■ **THE REQUEST**: Reproduce the records below word for word, from their first line through the line containing "0, 152, 360, 196", including both of those lines.
**** SUPPLIED MATERIAL ****
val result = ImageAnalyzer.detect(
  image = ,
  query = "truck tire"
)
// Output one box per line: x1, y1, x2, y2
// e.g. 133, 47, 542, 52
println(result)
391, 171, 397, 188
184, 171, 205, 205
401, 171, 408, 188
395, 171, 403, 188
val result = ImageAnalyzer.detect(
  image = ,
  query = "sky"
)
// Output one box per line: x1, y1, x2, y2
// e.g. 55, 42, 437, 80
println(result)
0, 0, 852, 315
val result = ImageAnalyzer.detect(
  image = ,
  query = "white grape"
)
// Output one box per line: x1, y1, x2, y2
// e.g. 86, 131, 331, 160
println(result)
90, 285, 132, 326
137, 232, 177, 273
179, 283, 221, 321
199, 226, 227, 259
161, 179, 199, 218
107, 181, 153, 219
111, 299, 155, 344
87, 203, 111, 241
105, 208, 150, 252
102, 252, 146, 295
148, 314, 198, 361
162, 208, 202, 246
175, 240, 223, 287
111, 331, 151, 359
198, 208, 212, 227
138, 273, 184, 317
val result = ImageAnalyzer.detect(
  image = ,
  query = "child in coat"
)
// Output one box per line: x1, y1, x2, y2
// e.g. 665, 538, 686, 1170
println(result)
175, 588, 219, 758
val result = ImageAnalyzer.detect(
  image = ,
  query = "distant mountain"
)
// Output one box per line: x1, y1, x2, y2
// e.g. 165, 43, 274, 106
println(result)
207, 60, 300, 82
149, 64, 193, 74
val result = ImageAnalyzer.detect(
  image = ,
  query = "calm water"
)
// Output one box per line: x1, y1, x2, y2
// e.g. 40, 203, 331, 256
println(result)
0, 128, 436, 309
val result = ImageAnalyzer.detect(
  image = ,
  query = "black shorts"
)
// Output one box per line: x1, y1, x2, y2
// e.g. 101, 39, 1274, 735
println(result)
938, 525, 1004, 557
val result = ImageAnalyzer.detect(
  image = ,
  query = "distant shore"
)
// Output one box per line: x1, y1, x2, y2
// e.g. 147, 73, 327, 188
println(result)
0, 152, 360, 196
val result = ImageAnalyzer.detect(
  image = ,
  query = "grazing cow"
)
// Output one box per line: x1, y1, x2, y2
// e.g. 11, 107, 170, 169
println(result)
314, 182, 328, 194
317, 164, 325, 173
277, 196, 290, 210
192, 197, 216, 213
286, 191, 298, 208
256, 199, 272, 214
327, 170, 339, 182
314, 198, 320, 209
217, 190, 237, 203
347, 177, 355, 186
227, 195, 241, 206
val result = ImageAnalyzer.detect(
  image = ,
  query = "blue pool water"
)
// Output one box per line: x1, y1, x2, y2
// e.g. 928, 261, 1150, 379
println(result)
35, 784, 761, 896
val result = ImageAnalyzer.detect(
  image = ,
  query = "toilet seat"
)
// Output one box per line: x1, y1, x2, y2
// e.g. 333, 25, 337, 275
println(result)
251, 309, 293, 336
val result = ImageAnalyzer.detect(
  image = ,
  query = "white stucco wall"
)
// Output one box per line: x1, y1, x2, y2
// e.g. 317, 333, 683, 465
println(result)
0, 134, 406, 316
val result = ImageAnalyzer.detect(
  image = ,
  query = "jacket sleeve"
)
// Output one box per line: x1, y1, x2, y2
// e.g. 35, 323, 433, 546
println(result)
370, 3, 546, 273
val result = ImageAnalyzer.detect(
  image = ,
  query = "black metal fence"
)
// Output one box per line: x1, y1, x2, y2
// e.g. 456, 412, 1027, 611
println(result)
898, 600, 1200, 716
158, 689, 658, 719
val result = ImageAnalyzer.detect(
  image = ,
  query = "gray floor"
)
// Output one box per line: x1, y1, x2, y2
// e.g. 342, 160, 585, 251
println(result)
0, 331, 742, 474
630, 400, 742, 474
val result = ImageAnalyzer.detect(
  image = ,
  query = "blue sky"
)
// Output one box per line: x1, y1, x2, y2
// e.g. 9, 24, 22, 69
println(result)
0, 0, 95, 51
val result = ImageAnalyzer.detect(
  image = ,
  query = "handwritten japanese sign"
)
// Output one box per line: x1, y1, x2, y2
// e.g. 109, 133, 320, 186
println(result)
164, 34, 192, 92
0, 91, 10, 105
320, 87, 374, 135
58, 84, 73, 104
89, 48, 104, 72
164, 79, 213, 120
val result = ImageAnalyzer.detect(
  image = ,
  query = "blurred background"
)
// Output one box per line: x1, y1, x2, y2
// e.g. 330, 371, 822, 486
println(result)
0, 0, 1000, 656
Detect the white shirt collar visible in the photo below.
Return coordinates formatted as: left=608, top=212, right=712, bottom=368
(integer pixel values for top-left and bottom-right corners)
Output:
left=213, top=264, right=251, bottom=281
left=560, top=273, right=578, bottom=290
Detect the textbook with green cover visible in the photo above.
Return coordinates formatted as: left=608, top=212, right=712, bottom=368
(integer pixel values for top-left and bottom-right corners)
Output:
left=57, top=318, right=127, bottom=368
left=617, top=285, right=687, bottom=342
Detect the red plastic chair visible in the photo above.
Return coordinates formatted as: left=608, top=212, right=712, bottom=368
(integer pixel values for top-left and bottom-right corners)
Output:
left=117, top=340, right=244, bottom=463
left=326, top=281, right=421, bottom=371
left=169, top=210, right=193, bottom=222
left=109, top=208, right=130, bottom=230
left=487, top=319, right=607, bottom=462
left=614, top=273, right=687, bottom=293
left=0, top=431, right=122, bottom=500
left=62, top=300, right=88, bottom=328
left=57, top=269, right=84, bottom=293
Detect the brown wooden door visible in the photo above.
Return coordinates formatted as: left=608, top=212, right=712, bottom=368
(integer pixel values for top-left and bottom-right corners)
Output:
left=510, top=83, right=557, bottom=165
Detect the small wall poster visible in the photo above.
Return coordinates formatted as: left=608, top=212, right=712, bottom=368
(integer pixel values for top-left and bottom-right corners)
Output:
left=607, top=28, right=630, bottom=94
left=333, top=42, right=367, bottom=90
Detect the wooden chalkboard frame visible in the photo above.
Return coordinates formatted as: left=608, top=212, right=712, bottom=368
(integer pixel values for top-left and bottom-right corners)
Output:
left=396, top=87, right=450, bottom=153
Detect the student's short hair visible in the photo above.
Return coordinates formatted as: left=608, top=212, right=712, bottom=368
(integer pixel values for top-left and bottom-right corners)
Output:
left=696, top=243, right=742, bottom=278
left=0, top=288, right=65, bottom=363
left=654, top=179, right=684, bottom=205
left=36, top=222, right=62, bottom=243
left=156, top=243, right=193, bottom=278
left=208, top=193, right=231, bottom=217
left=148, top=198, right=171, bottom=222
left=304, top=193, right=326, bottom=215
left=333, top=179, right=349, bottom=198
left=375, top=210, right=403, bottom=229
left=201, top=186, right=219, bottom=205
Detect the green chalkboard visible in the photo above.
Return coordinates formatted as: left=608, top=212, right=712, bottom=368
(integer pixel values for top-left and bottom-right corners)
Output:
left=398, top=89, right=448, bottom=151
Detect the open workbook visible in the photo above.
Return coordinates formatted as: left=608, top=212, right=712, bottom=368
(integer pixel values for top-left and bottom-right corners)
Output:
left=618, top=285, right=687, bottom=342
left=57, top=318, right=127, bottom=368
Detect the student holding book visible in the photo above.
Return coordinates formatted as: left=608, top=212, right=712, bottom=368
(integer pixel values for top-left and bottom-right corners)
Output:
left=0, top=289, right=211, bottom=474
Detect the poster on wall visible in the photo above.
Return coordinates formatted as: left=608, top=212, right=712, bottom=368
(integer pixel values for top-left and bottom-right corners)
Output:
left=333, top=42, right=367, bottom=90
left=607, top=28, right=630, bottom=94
****
■ **FULL ANSWER**:
val result = ImageAnalyzer.detect(
  image = ,
  query = "truck tire"
)
// Output one box per line: x1, y1, x2, y2
// e.g. 133, 47, 542, 52
println(result)
391, 171, 397, 188
184, 171, 205, 205
401, 171, 408, 188
395, 171, 403, 188
val result = ImageAnalyzer.detect(
  image = ,
  query = "sky"
)
// Output one box per line: x1, y1, x2, y2
// e.g. 55, 42, 437, 80
println(result)
0, 0, 852, 315
val result = ImageAnalyzer.detect(
  image = ,
  query = "white grape"
)
// Output one box per line: x1, y1, x2, y2
// e.g. 86, 131, 331, 160
println(result)
90, 285, 132, 326
137, 232, 177, 273
179, 283, 221, 321
199, 226, 227, 259
161, 179, 199, 218
107, 181, 153, 219
111, 299, 155, 344
87, 203, 111, 241
105, 208, 150, 252
102, 252, 146, 295
148, 314, 198, 361
162, 208, 202, 246
175, 240, 223, 287
111, 331, 151, 359
198, 208, 212, 227
138, 273, 184, 317
val result = ImageAnalyzer.detect(
  image = ,
  query = "child in coat"
)
// Output one box per line: x1, y1, x2, y2
// e.g. 665, 538, 686, 1170
println(result)
175, 588, 219, 758
val result = ImageAnalyzer.detect(
  image = ,
  query = "distant mountain"
)
// Output one box per line: x1, y1, x2, y2
// e.g. 165, 43, 274, 106
println(result)
207, 60, 300, 82
149, 64, 193, 74
val result = ImageAnalyzer.detect(
  image = ,
  query = "calm water"
)
// Output one box per line: x1, y1, x2, y2
// e.g. 40, 203, 331, 256
println(result)
0, 128, 436, 309
val result = ImageAnalyzer.detect(
  image = ,
  query = "black shorts"
)
// Output one box per line: x1, y1, x2, y2
// e.g. 101, 39, 1274, 735
println(result)
938, 525, 1004, 557
val result = ImageAnalyzer.detect(
  image = ,
  query = "distant shore"
)
// Output one box per line: x1, y1, x2, y2
// e.g. 147, 73, 327, 188
println(result)
0, 152, 360, 196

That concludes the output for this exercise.